PROVIDED RECORDS:
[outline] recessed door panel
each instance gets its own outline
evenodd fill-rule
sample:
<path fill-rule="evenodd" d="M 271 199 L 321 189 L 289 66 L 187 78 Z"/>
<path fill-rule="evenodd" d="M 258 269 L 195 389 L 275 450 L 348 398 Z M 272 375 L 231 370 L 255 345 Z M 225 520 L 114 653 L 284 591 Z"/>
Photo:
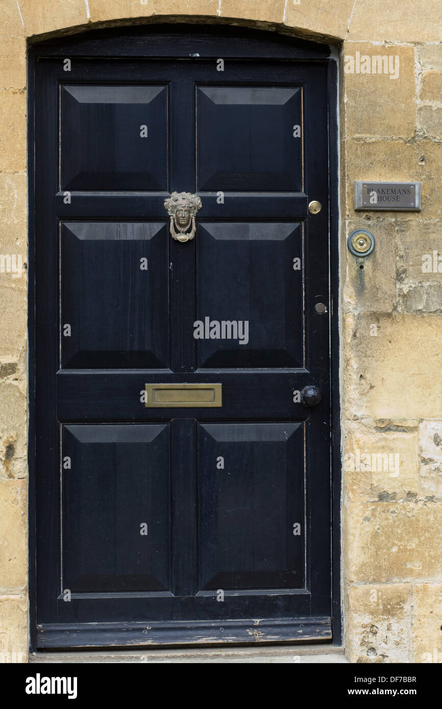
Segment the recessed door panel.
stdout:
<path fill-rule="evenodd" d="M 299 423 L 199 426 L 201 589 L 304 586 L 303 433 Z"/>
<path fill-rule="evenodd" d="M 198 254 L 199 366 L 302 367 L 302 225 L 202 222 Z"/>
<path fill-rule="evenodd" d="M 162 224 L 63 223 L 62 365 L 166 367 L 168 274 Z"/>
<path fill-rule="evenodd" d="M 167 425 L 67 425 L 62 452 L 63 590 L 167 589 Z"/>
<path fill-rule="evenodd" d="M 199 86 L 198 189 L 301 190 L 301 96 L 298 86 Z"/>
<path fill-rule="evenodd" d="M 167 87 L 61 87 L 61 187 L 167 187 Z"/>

DO THIS: Extract every line of the items above without changing a single character, and leave the pictures out.

EXPECTED ANSWER:
[outline] recessed door panel
each instance gets its own outline
evenodd fill-rule
sample:
<path fill-rule="evenodd" d="M 271 199 L 321 189 L 289 66 L 187 78 Z"/>
<path fill-rule="evenodd" d="M 258 269 L 195 389 L 275 450 L 348 398 Z M 272 375 L 231 370 L 255 345 Z M 225 520 L 114 653 L 284 591 Z"/>
Photo:
Segment the recessed door panel.
stdout:
<path fill-rule="evenodd" d="M 299 423 L 199 426 L 201 589 L 304 586 L 303 433 Z"/>
<path fill-rule="evenodd" d="M 198 254 L 199 366 L 302 367 L 302 225 L 202 222 Z"/>
<path fill-rule="evenodd" d="M 162 224 L 63 223 L 62 365 L 166 367 L 168 274 Z"/>
<path fill-rule="evenodd" d="M 167 425 L 67 425 L 62 452 L 63 590 L 167 589 Z"/>
<path fill-rule="evenodd" d="M 199 86 L 198 189 L 301 190 L 301 96 L 298 86 Z"/>
<path fill-rule="evenodd" d="M 167 87 L 61 87 L 61 187 L 167 187 Z"/>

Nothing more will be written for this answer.